Short problem: Find the line containing "Could you tag the pathway" in the material below; copy that line and all following lines exactly.
---+---
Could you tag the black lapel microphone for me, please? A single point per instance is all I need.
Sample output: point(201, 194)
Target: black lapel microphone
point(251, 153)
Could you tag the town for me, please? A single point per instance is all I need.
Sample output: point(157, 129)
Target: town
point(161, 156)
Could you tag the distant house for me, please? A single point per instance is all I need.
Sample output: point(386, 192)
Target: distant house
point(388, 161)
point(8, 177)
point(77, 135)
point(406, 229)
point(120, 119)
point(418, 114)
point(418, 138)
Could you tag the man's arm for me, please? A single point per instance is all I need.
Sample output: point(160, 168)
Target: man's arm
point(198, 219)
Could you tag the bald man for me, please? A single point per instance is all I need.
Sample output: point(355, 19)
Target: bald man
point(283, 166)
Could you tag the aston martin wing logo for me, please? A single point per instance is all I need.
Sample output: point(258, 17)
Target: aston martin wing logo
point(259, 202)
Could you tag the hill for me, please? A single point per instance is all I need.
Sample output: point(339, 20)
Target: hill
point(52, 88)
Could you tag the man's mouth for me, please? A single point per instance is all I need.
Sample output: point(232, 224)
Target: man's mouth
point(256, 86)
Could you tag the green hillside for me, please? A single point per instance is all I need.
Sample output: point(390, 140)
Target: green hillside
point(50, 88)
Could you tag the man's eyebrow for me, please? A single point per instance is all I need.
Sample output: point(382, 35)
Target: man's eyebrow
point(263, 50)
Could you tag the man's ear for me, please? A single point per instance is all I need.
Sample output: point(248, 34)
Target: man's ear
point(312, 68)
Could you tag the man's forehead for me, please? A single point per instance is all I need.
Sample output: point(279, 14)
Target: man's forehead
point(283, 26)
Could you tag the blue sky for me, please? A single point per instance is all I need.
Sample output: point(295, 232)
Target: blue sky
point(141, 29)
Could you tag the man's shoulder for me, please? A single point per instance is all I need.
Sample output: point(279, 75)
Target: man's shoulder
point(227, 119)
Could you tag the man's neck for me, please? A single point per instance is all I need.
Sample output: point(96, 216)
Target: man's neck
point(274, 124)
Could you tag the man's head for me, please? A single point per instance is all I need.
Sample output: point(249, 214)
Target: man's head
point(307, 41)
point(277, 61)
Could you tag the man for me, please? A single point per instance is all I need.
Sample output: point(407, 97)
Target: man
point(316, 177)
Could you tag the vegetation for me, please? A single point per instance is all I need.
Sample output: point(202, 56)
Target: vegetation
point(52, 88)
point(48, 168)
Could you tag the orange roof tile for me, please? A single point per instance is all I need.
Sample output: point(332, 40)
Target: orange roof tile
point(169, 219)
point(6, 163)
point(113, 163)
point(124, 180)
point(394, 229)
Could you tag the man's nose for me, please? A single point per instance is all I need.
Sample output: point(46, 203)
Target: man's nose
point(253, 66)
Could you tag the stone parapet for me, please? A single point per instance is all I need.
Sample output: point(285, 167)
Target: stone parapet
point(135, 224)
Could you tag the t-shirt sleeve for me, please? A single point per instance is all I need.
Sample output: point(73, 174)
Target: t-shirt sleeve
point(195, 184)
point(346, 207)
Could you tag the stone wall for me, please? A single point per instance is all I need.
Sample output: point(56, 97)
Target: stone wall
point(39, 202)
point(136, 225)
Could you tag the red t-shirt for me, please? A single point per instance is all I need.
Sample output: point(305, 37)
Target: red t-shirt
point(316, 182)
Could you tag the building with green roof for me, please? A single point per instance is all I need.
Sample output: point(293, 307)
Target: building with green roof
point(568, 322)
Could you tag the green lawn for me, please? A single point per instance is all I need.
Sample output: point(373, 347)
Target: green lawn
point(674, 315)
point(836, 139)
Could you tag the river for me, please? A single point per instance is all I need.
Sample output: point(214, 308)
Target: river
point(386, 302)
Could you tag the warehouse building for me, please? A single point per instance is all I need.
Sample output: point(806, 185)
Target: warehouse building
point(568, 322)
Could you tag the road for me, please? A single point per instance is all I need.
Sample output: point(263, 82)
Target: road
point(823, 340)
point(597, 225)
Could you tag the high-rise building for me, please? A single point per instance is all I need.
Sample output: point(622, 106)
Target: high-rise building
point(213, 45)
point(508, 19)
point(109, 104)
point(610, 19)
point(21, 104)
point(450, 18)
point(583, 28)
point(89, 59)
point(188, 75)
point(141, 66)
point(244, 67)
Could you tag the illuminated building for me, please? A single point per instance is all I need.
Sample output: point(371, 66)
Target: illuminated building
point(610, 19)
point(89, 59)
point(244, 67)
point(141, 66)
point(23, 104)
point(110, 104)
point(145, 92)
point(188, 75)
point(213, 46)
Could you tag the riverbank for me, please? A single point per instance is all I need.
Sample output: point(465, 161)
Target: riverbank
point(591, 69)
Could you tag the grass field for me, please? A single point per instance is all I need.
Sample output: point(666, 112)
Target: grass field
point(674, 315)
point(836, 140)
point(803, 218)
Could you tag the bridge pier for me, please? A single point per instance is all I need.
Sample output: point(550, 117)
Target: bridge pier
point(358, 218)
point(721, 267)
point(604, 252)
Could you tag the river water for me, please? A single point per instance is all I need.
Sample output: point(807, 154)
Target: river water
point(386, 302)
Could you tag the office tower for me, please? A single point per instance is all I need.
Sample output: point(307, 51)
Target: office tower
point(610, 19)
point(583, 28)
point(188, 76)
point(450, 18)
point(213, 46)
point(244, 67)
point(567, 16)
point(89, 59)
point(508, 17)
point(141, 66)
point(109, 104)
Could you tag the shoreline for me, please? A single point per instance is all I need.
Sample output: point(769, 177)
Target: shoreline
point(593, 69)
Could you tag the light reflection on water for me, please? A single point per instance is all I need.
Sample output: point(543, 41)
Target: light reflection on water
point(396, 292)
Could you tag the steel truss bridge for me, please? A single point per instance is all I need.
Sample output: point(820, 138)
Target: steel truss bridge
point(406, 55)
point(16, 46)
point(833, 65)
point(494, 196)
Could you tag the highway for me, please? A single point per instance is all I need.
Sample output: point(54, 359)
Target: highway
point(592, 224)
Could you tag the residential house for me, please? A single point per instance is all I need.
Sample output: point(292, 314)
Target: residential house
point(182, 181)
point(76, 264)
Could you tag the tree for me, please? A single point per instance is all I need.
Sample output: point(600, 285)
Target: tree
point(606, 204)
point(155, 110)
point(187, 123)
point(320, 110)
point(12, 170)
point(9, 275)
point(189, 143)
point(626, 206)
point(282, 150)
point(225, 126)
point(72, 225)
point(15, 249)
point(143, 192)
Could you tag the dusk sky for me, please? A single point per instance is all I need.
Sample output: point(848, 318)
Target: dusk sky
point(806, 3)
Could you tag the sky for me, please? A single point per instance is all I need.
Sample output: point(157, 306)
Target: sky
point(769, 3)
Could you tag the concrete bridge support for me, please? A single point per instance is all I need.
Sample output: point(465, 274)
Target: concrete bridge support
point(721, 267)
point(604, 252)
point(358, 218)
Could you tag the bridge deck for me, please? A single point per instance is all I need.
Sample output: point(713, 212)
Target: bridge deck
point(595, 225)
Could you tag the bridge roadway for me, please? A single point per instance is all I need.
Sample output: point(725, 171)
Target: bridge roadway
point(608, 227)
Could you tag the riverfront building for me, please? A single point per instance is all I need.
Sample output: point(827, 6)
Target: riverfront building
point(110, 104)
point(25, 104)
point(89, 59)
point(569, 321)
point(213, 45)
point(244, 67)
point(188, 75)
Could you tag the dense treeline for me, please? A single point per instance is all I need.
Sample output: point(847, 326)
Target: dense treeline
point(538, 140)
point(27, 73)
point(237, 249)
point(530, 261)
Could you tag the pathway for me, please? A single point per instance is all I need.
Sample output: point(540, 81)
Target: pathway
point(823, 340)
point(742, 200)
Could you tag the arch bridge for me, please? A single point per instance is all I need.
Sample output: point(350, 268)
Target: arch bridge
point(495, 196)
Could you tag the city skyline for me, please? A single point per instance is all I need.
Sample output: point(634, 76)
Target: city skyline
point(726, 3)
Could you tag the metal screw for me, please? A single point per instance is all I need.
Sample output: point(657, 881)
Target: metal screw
---+---
Response to this exercise:
Could you tag the pathway for me, please? A single point per instance is all I need.
Sample output: point(540, 81)
Target: pathway
point(823, 340)
point(742, 200)
Could you tag the arch bridge for me, please? A single point per instance is all I need.
Sample output: point(350, 268)
Target: arch bridge
point(495, 196)
Could you tag the city skyline for me, please? A single point per instance is all I need.
Sample output: point(634, 76)
Target: city skyline
point(726, 3)
Could you tag the metal screw for me, please? A single point per instance is all I need.
Sample output: point(657, 881)
Target: metal screw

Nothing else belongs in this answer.